▶ **What you have to do**: Rewrite the entries from the line containing "Can you tell me where the gradient" through the end of the entries, inclusive, as a numbered list with blank lines omitted. Leave the pictures out of the output.

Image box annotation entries
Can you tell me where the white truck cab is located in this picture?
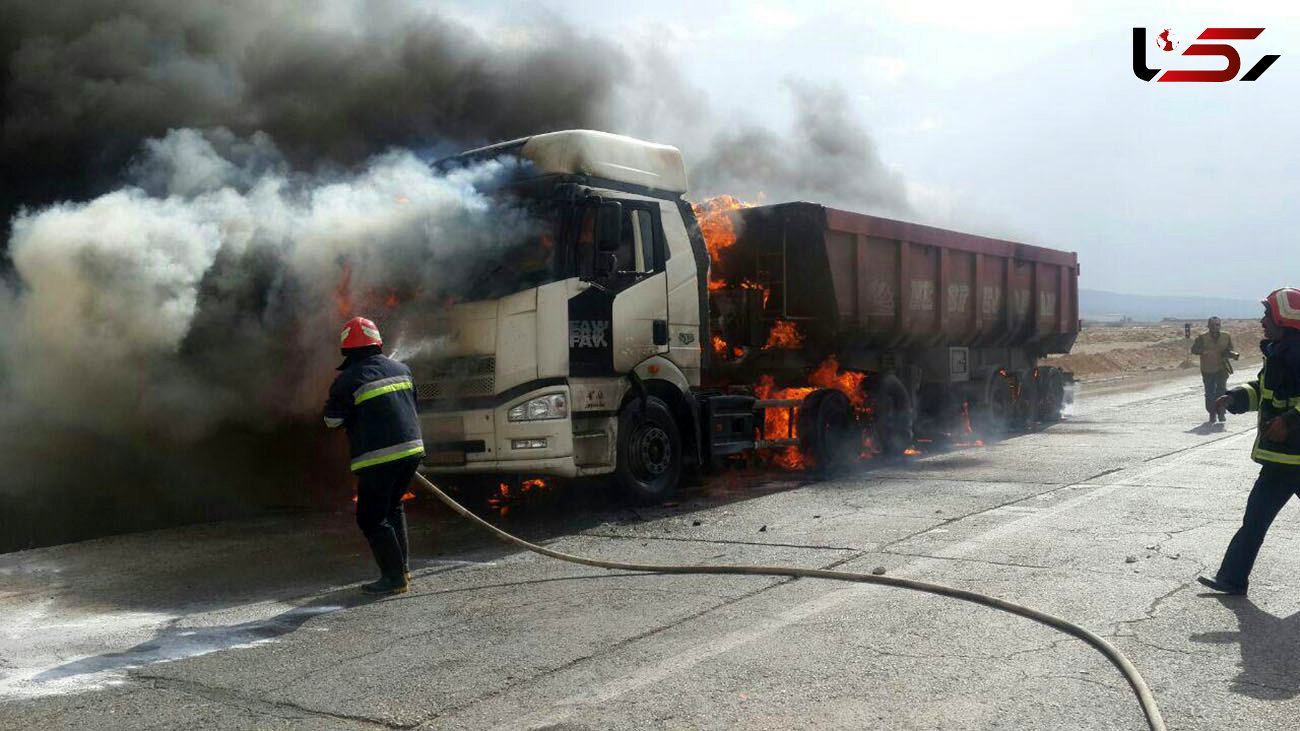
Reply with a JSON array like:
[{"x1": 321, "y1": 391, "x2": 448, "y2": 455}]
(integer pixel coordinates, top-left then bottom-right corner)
[{"x1": 411, "y1": 130, "x2": 709, "y2": 499}]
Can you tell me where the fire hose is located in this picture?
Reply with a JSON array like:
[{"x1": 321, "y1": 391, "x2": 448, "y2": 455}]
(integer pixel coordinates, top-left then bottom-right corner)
[{"x1": 416, "y1": 472, "x2": 1165, "y2": 731}]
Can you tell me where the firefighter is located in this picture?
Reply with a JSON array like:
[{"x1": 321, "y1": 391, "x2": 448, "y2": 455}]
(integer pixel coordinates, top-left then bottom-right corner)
[
  {"x1": 325, "y1": 317, "x2": 424, "y2": 596},
  {"x1": 1192, "y1": 317, "x2": 1239, "y2": 424},
  {"x1": 1197, "y1": 287, "x2": 1300, "y2": 594}
]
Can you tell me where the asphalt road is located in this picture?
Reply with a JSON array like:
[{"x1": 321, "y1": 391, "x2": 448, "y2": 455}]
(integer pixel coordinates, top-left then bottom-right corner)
[{"x1": 0, "y1": 379, "x2": 1300, "y2": 731}]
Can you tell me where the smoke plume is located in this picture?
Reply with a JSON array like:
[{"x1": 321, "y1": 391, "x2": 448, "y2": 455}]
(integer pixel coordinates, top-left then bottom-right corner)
[
  {"x1": 0, "y1": 0, "x2": 628, "y2": 234},
  {"x1": 0, "y1": 0, "x2": 906, "y2": 550},
  {"x1": 692, "y1": 79, "x2": 910, "y2": 215}
]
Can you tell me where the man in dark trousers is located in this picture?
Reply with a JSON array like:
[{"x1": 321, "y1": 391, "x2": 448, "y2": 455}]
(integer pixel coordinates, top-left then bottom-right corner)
[
  {"x1": 1197, "y1": 287, "x2": 1300, "y2": 594},
  {"x1": 1192, "y1": 317, "x2": 1239, "y2": 423},
  {"x1": 325, "y1": 317, "x2": 424, "y2": 596}
]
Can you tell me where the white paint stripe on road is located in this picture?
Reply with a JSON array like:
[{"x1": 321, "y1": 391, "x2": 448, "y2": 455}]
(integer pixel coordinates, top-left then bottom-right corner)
[{"x1": 521, "y1": 432, "x2": 1253, "y2": 728}]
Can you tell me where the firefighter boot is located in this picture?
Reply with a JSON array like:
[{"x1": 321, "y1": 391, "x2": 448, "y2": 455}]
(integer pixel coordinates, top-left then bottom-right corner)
[
  {"x1": 389, "y1": 507, "x2": 411, "y2": 584},
  {"x1": 361, "y1": 531, "x2": 407, "y2": 596}
]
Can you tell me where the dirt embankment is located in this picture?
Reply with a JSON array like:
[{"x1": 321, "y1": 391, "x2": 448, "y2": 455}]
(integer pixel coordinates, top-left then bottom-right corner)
[{"x1": 1045, "y1": 320, "x2": 1261, "y2": 381}]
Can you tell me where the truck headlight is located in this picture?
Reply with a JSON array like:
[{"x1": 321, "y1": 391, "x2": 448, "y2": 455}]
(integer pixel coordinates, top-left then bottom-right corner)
[{"x1": 506, "y1": 393, "x2": 568, "y2": 421}]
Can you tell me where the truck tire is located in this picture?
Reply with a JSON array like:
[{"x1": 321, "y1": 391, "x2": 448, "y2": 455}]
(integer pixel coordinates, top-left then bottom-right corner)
[
  {"x1": 798, "y1": 389, "x2": 862, "y2": 475},
  {"x1": 871, "y1": 373, "x2": 917, "y2": 457},
  {"x1": 971, "y1": 368, "x2": 1015, "y2": 442},
  {"x1": 614, "y1": 395, "x2": 681, "y2": 505},
  {"x1": 1036, "y1": 366, "x2": 1065, "y2": 424}
]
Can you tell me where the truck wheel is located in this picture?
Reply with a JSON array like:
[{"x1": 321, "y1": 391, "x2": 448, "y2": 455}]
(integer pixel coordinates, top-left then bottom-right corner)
[
  {"x1": 871, "y1": 373, "x2": 917, "y2": 457},
  {"x1": 798, "y1": 389, "x2": 862, "y2": 475},
  {"x1": 614, "y1": 395, "x2": 681, "y2": 505},
  {"x1": 1036, "y1": 366, "x2": 1065, "y2": 424},
  {"x1": 971, "y1": 369, "x2": 1015, "y2": 441},
  {"x1": 1011, "y1": 371, "x2": 1039, "y2": 429}
]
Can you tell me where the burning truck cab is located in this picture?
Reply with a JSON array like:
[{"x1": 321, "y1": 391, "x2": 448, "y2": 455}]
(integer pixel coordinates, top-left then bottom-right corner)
[{"x1": 411, "y1": 130, "x2": 1078, "y2": 502}]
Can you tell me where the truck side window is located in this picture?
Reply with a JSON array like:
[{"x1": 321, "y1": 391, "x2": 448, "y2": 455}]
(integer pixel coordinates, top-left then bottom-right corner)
[{"x1": 632, "y1": 211, "x2": 655, "y2": 272}]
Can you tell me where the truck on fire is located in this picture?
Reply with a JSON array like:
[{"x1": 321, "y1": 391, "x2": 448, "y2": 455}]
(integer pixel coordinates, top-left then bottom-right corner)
[{"x1": 412, "y1": 130, "x2": 1079, "y2": 502}]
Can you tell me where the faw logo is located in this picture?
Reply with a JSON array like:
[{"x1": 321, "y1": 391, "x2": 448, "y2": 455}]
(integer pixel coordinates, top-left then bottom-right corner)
[
  {"x1": 569, "y1": 320, "x2": 610, "y2": 347},
  {"x1": 1134, "y1": 27, "x2": 1282, "y2": 82}
]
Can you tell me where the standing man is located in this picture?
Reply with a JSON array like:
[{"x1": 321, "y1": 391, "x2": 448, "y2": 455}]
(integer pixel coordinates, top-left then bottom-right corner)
[
  {"x1": 1197, "y1": 287, "x2": 1300, "y2": 594},
  {"x1": 325, "y1": 317, "x2": 424, "y2": 596},
  {"x1": 1192, "y1": 317, "x2": 1239, "y2": 423}
]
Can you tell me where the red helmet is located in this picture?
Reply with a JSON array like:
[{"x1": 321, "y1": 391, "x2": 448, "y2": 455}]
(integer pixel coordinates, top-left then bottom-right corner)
[
  {"x1": 1262, "y1": 287, "x2": 1300, "y2": 330},
  {"x1": 338, "y1": 317, "x2": 384, "y2": 350}
]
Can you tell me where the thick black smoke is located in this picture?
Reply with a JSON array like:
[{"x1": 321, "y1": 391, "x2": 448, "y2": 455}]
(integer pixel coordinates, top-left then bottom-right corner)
[
  {"x1": 0, "y1": 0, "x2": 905, "y2": 550},
  {"x1": 692, "y1": 81, "x2": 910, "y2": 215},
  {"x1": 0, "y1": 0, "x2": 629, "y2": 239}
]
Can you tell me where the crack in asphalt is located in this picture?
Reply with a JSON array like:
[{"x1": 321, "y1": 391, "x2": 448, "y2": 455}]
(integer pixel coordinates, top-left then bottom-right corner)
[
  {"x1": 133, "y1": 672, "x2": 400, "y2": 728},
  {"x1": 45, "y1": 374, "x2": 1268, "y2": 728},
  {"x1": 574, "y1": 525, "x2": 865, "y2": 552},
  {"x1": 879, "y1": 550, "x2": 1055, "y2": 574}
]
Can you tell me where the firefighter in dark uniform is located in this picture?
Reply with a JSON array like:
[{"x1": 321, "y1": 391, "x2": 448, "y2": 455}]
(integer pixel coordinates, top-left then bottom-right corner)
[
  {"x1": 1197, "y1": 287, "x2": 1300, "y2": 594},
  {"x1": 325, "y1": 317, "x2": 424, "y2": 594}
]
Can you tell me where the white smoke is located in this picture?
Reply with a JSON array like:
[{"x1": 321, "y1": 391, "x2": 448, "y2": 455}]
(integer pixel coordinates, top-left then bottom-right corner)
[{"x1": 0, "y1": 130, "x2": 527, "y2": 447}]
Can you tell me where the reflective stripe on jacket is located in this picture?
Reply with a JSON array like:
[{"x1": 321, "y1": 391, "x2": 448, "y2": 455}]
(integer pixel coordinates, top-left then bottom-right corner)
[
  {"x1": 325, "y1": 354, "x2": 424, "y2": 472},
  {"x1": 1229, "y1": 333, "x2": 1300, "y2": 468}
]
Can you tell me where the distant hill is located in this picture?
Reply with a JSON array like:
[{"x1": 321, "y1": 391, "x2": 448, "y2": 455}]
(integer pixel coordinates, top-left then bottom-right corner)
[{"x1": 1079, "y1": 289, "x2": 1264, "y2": 323}]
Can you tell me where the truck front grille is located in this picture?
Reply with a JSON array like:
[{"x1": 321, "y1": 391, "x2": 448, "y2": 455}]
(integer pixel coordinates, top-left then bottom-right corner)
[{"x1": 415, "y1": 355, "x2": 497, "y2": 401}]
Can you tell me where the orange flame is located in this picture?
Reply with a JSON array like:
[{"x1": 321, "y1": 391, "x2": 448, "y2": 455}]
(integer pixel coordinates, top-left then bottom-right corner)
[
  {"x1": 488, "y1": 477, "x2": 547, "y2": 518},
  {"x1": 690, "y1": 195, "x2": 750, "y2": 267},
  {"x1": 763, "y1": 320, "x2": 803, "y2": 350}
]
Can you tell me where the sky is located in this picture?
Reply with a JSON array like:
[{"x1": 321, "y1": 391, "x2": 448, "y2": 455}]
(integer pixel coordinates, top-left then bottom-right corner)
[{"x1": 451, "y1": 0, "x2": 1300, "y2": 299}]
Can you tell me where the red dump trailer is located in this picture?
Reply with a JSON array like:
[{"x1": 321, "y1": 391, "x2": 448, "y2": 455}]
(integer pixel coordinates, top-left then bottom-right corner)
[{"x1": 706, "y1": 203, "x2": 1079, "y2": 453}]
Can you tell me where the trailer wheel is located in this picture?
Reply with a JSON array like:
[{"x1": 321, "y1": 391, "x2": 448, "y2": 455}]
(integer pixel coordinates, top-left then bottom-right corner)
[
  {"x1": 871, "y1": 373, "x2": 917, "y2": 457},
  {"x1": 798, "y1": 389, "x2": 862, "y2": 475},
  {"x1": 971, "y1": 368, "x2": 1015, "y2": 441},
  {"x1": 1036, "y1": 366, "x2": 1065, "y2": 423},
  {"x1": 614, "y1": 395, "x2": 681, "y2": 505}
]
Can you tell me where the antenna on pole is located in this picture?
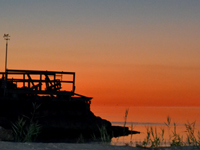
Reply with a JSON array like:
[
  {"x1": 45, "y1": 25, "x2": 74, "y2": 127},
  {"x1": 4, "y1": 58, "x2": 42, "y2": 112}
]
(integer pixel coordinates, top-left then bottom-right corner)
[{"x1": 3, "y1": 34, "x2": 10, "y2": 96}]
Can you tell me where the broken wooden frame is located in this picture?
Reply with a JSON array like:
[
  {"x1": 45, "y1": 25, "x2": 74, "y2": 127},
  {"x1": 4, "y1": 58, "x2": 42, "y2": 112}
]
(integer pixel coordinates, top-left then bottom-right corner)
[{"x1": 0, "y1": 69, "x2": 75, "y2": 96}]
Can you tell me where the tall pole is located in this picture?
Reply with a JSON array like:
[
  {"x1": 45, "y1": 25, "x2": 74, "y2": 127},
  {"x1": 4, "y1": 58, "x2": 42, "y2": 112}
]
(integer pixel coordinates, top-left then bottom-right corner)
[
  {"x1": 3, "y1": 34, "x2": 10, "y2": 73},
  {"x1": 3, "y1": 34, "x2": 10, "y2": 96}
]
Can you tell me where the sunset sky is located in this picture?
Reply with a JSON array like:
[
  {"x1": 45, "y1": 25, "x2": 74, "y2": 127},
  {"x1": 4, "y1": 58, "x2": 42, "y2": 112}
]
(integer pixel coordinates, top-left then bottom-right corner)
[{"x1": 0, "y1": 0, "x2": 200, "y2": 107}]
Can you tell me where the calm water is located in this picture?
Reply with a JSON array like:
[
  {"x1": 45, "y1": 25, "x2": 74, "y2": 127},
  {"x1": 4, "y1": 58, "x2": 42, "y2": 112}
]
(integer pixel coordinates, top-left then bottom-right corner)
[{"x1": 91, "y1": 106, "x2": 200, "y2": 146}]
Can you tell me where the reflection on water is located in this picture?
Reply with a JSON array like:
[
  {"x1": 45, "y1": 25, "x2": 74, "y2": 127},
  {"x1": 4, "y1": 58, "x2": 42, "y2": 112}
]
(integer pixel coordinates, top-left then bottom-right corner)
[{"x1": 92, "y1": 106, "x2": 200, "y2": 146}]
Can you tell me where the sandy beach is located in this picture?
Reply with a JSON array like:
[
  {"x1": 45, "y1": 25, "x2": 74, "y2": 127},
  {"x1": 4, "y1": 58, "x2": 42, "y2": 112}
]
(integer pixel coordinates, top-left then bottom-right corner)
[{"x1": 0, "y1": 141, "x2": 198, "y2": 150}]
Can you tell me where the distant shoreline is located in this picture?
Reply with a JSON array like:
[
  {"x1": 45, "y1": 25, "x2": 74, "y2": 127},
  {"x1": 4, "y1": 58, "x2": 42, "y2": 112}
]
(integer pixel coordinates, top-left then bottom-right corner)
[{"x1": 0, "y1": 141, "x2": 198, "y2": 150}]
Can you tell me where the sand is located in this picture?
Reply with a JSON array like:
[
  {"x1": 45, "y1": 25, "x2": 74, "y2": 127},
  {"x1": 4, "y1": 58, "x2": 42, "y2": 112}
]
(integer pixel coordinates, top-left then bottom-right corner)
[{"x1": 0, "y1": 141, "x2": 198, "y2": 150}]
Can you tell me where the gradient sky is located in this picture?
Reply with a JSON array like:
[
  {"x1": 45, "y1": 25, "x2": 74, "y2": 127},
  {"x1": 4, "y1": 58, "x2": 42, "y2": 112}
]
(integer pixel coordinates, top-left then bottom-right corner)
[{"x1": 0, "y1": 0, "x2": 200, "y2": 107}]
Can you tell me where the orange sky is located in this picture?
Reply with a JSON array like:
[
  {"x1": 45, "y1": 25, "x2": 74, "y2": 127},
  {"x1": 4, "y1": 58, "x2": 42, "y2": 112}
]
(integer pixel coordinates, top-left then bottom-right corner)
[{"x1": 0, "y1": 0, "x2": 200, "y2": 106}]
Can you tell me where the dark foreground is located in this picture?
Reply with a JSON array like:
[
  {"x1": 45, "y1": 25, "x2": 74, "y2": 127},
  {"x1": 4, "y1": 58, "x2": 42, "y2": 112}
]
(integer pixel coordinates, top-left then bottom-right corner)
[{"x1": 0, "y1": 141, "x2": 198, "y2": 150}]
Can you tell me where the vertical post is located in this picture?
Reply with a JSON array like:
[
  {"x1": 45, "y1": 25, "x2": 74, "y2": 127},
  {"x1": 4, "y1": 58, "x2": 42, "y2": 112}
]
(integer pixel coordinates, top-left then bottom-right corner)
[{"x1": 3, "y1": 34, "x2": 10, "y2": 96}]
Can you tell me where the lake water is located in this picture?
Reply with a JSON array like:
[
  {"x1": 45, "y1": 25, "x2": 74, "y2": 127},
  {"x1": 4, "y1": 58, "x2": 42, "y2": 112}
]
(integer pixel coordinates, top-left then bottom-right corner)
[{"x1": 91, "y1": 105, "x2": 200, "y2": 146}]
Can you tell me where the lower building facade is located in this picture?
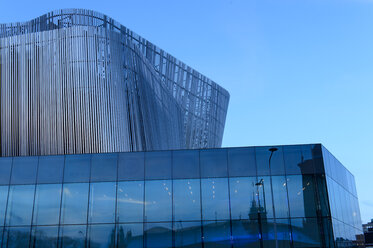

▶ **Correct response**:
1. Can you tell me where the gradient sky is located in this picture?
2. Reply with a JSON array like:
3. [
4.   {"x1": 45, "y1": 25, "x2": 74, "y2": 127},
5.   {"x1": 4, "y1": 58, "x2": 42, "y2": 112}
6. ]
7. (integer pixel coordinates, top-left then bottom-right corner)
8. [{"x1": 0, "y1": 0, "x2": 200, "y2": 107}]
9. Can you tell me where the orange sky is located in this picture?
10. Reply with a JSON array like:
11. [
12.   {"x1": 45, "y1": 25, "x2": 74, "y2": 127},
13.   {"x1": 4, "y1": 58, "x2": 42, "y2": 112}
14. ]
15. (integer pixel coordinates, top-left then bottom-right corner)
16. [{"x1": 0, "y1": 0, "x2": 200, "y2": 106}]
17. Can you tell me where the dark foreground is located in this picture?
18. Reply with a JSON array like:
19. [
20.   {"x1": 45, "y1": 25, "x2": 74, "y2": 127},
21.   {"x1": 4, "y1": 58, "x2": 42, "y2": 112}
22. ]
23. (integer pixel coordinates, top-left then bottom-right corner)
24. [{"x1": 0, "y1": 141, "x2": 198, "y2": 150}]
25. Can you tell me where the vertical post is located in this picture?
26. Reply with a JSON array like:
27. [
28.   {"x1": 45, "y1": 25, "x2": 74, "y2": 127},
29.   {"x1": 4, "y1": 58, "x2": 42, "y2": 112}
30. ]
31. (integer pixel coordinates, top-left then bottom-right corner)
32. [{"x1": 3, "y1": 34, "x2": 10, "y2": 96}]
33. Can you tell me where the lake water is located in this picture?
34. Reply with a JSON array like:
35. [
36.   {"x1": 45, "y1": 25, "x2": 74, "y2": 127},
37.   {"x1": 4, "y1": 58, "x2": 42, "y2": 112}
38. ]
39. (integer pixel coordinates, top-left then bottom-right corner)
40. [{"x1": 91, "y1": 105, "x2": 200, "y2": 146}]
41. Can you tell me where the lower building facade is located in this picture?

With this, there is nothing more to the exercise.